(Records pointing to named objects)
----

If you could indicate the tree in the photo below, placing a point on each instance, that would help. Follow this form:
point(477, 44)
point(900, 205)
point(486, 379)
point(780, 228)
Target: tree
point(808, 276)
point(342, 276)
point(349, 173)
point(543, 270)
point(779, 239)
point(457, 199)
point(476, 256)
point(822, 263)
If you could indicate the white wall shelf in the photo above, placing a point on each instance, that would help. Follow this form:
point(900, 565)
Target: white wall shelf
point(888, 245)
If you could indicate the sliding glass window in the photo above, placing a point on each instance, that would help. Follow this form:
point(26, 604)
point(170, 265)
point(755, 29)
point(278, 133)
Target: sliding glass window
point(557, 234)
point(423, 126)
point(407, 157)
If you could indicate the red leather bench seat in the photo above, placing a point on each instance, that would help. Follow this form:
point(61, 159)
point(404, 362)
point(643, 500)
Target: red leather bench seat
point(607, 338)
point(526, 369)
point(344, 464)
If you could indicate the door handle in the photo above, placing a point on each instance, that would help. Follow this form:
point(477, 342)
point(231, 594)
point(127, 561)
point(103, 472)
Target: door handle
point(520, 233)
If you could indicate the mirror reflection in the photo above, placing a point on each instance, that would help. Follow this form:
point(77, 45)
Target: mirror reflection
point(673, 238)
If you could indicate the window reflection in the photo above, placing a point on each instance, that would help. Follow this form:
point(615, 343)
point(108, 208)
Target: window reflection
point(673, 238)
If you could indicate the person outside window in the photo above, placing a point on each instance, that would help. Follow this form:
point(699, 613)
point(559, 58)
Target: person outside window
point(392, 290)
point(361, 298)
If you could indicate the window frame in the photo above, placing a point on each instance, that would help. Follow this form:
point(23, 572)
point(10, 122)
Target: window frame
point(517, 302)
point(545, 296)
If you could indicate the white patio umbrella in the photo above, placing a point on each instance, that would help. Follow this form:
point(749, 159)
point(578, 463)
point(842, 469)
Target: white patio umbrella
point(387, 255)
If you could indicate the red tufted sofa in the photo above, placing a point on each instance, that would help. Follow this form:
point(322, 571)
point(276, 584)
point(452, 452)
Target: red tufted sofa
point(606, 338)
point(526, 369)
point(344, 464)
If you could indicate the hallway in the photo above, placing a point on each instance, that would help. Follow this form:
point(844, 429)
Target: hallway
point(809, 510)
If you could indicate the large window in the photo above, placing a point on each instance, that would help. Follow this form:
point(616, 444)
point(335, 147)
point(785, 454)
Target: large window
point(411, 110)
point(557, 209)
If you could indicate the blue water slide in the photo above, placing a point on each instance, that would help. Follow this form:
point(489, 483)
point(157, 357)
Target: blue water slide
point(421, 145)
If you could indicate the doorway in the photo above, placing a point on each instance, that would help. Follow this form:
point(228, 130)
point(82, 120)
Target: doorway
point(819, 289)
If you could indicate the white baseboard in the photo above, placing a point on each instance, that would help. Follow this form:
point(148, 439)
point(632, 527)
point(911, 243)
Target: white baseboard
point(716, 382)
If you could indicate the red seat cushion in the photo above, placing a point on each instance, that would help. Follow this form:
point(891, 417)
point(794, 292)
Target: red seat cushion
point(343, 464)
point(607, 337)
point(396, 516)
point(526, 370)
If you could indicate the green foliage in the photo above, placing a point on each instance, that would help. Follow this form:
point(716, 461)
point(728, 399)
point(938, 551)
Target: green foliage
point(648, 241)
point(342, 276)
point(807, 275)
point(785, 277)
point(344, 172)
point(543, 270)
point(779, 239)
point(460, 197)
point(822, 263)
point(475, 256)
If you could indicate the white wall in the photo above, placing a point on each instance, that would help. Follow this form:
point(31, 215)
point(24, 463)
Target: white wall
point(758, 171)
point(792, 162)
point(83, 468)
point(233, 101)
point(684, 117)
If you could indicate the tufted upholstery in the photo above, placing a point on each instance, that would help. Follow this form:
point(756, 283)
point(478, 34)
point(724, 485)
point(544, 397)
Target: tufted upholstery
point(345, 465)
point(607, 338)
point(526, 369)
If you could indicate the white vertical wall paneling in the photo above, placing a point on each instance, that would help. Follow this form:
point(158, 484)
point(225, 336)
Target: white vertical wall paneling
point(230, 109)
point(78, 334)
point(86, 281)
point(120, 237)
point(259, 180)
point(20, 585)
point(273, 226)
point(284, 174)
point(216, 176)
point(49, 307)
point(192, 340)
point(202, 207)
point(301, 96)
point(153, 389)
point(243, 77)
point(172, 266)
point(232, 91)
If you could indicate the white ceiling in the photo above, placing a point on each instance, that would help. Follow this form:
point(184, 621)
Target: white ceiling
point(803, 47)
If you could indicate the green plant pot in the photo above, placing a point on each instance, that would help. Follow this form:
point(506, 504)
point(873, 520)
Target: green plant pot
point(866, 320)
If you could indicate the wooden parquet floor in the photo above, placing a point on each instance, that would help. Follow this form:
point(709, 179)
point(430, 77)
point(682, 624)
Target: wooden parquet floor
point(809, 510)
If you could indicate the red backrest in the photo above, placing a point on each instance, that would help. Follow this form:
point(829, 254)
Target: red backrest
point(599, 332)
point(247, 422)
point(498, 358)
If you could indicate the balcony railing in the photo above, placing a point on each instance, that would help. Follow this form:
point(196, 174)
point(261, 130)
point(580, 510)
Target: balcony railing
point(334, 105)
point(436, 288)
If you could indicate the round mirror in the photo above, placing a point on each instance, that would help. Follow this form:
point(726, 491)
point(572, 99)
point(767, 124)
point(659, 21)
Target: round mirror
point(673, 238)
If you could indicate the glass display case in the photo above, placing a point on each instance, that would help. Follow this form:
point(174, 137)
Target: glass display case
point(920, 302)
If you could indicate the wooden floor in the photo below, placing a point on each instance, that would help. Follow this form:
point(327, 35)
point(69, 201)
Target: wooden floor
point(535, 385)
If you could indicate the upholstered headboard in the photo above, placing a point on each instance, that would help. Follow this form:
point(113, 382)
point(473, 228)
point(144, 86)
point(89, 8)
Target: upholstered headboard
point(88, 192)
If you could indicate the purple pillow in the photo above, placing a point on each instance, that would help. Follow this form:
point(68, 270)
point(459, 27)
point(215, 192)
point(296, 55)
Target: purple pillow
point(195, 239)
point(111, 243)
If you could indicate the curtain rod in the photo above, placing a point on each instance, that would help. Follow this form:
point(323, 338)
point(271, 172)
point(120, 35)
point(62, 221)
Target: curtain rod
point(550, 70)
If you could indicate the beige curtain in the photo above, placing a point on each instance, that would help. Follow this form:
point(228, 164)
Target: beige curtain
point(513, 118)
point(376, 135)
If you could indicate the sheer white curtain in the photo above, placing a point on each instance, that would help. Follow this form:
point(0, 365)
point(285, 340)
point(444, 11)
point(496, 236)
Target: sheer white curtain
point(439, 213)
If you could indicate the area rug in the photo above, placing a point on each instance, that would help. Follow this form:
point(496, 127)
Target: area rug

----

## [What is asked]
Copy every line above word for word.

## [The answer]
If you could indicate the tree in the photo below, placing a point on each instance, that would help. Follow this form:
point(477, 44)
point(900, 205)
point(486, 379)
point(780, 228)
Target: tree
point(808, 276)
point(342, 276)
point(349, 173)
point(543, 270)
point(779, 239)
point(457, 199)
point(476, 256)
point(822, 263)
If you could indicate the white wall shelf in the photo above, placing a point on each instance, that would help. Follow this form:
point(900, 565)
Target: white wall shelf
point(888, 245)
If you could indicate the sliding glass window in the photo above, placing a point on each instance, that would help. Follow this form:
point(26, 604)
point(170, 265)
point(755, 29)
point(278, 133)
Target: sliding glass window
point(557, 234)
point(423, 126)
point(407, 157)
If you could indicate the red leather bench seat in the photo above, placing a point on each instance, that would help. Follow this form:
point(61, 159)
point(404, 362)
point(643, 500)
Target: red leather bench seat
point(607, 338)
point(526, 369)
point(344, 464)
If you could indicate the door handle in the photo above, placing a point on each instance, that would help. Follow this form:
point(477, 342)
point(231, 594)
point(127, 561)
point(103, 472)
Target: door handle
point(520, 233)
If you could indicate the mirror reflection in the photo above, placing a point on each instance, that would help. Follow this form:
point(77, 45)
Target: mirror reflection
point(673, 238)
If you could indicate the window reflection in the photo above, placing a point on each instance, that would help. Follow this form:
point(615, 343)
point(108, 208)
Target: window reflection
point(673, 238)
If you could indicate the person outside window in the photo above, placing a point on each instance, that would help. Follow this form:
point(699, 613)
point(559, 58)
Target: person outside window
point(392, 290)
point(361, 298)
If you could indicate the window frame in the photo above, placing a point on each instance, that would help. Follow this form:
point(23, 572)
point(10, 122)
Target: window frame
point(517, 302)
point(545, 296)
If you could indicate the white patio umbrella in the photo above, placing a point on each instance, that would help. Follow this form:
point(749, 159)
point(578, 463)
point(842, 469)
Target: white patio umbrella
point(387, 255)
If you could indicate the red tufted sofa in the photo above, placing a point on each instance, that would help. Follow this form:
point(322, 571)
point(276, 584)
point(452, 452)
Target: red tufted sofa
point(606, 338)
point(526, 369)
point(344, 464)
If you could indicate the hallway in the photo above, placing a point on each instance, that would help. Follow this form:
point(844, 429)
Target: hallway
point(809, 510)
If you could indicate the large window in the photo above, placing a point on each instance, that would help. Follow this form:
point(616, 444)
point(335, 147)
point(785, 454)
Target: large window
point(411, 110)
point(557, 209)
If you could indicate the blue water slide in the photo above, placing a point on each instance, that would help. Follow this form:
point(489, 483)
point(157, 357)
Target: blue water slide
point(421, 145)
If you could indicate the doorway in the photo above, placing a point on each instance, that would help. Follow this form:
point(228, 130)
point(82, 120)
Target: doorway
point(819, 289)
If you could indicate the white baseboard in the photo above, placing a point on each instance, that would help. Follow this form:
point(148, 439)
point(632, 527)
point(911, 243)
Target: white baseboard
point(716, 382)
If you could indicate the red seat cushion in the photo above, placing a point on each instance, that would help. Follow this form:
point(891, 417)
point(794, 292)
Target: red seat cushion
point(343, 464)
point(607, 337)
point(396, 516)
point(526, 370)
If you could indicate the green foliage in the photo above, placing a point on each instance, that would help. Follow this form:
point(716, 461)
point(728, 399)
point(938, 551)
Target: green foliage
point(648, 241)
point(342, 276)
point(807, 275)
point(785, 277)
point(344, 172)
point(543, 270)
point(779, 239)
point(460, 197)
point(822, 263)
point(475, 256)
If you could indicate the white wall in the photo above, placing a point on each instance, that would help. Follow this form:
point(31, 215)
point(24, 463)
Target: white wall
point(758, 171)
point(792, 162)
point(83, 468)
point(233, 101)
point(684, 117)
If you could indicate the tufted upholstery in the photo above, placing a point on each instance, that would help. Follow this form:
point(756, 283)
point(478, 34)
point(724, 485)
point(544, 397)
Target: tufted upholstery
point(345, 465)
point(607, 338)
point(526, 369)
If you could indicate the white vertical wall paneling in the photo above, placing a point on each instance, that would help. Follow this form:
point(158, 484)
point(225, 336)
Target: white vertical wall paneling
point(230, 109)
point(78, 334)
point(86, 281)
point(120, 237)
point(259, 180)
point(20, 585)
point(273, 226)
point(284, 174)
point(216, 176)
point(49, 307)
point(192, 340)
point(202, 207)
point(301, 96)
point(153, 389)
point(243, 77)
point(172, 266)
point(232, 91)
If you could indicate the white ceiling in the photo above, placing a point on each instance, that would help. Follow this form:
point(184, 621)
Target: white ceiling
point(803, 47)
If you could indicate the green plant pot in the photo above, placing a point on each instance, that would help. Follow this form:
point(506, 504)
point(873, 520)
Target: green plant pot
point(866, 320)
If you could indicate the wooden parquet floor in the photo above, placing a point on each instance, that would help. Follow this form:
point(709, 179)
point(430, 77)
point(682, 624)
Target: wooden parquet floor
point(809, 510)
If you could indicate the red backrest in the photo above, placing a point on each instance, that would help. Follow this form:
point(829, 254)
Target: red backrest
point(599, 332)
point(247, 422)
point(498, 358)
If you could indicate the balcony railing in the photo above, placing a point on each instance, that would help. Follow this form:
point(196, 174)
point(261, 130)
point(580, 510)
Target: balcony railing
point(334, 105)
point(436, 288)
If you could indicate the round mirror in the photo above, placing a point on each instance, that would help. Follow this form:
point(726, 491)
point(572, 99)
point(767, 124)
point(659, 21)
Target: round mirror
point(673, 238)
If you could indicate the glass display case in the photo above, placing a point on each instance, that would help. Follow this form:
point(174, 137)
Target: glass display case
point(920, 302)
If you could indicate the wooden floor in the photo below, placing a point on each instance, that would help. Follow this form:
point(327, 35)
point(69, 201)
Target: wooden floor
point(535, 385)
If you could indicate the upholstered headboard in the photo above, placing a point on each instance, that would help. Follow this form:
point(113, 382)
point(473, 228)
point(144, 86)
point(89, 8)
Target: upholstered headboard
point(88, 192)
If you could indicate the purple pillow in the photo above, placing a point on each instance, that would help. Follow this form:
point(68, 270)
point(459, 27)
point(215, 192)
point(296, 55)
Target: purple pillow
point(195, 239)
point(111, 243)
If you could indicate the curtain rod in the photo above, placing a point on each instance, that would help. Follow this form:
point(323, 338)
point(271, 172)
point(120, 35)
point(62, 221)
Target: curtain rod
point(550, 70)
If you could indicate the beige curtain in the photo above, placing a point on each instance, that would help. Follow this form:
point(228, 164)
Target: beige curtain
point(513, 118)
point(376, 135)
If you could indicate the sheer white curtain in the photo above, placing a point on each instance, that would help. Follow this form:
point(0, 365)
point(285, 340)
point(444, 11)
point(496, 236)
Target: sheer white curtain
point(439, 213)
If you could indicate the area rug in the photo above, placing a point on each instance, that would help. Follow this form:
point(496, 127)
Target: area rug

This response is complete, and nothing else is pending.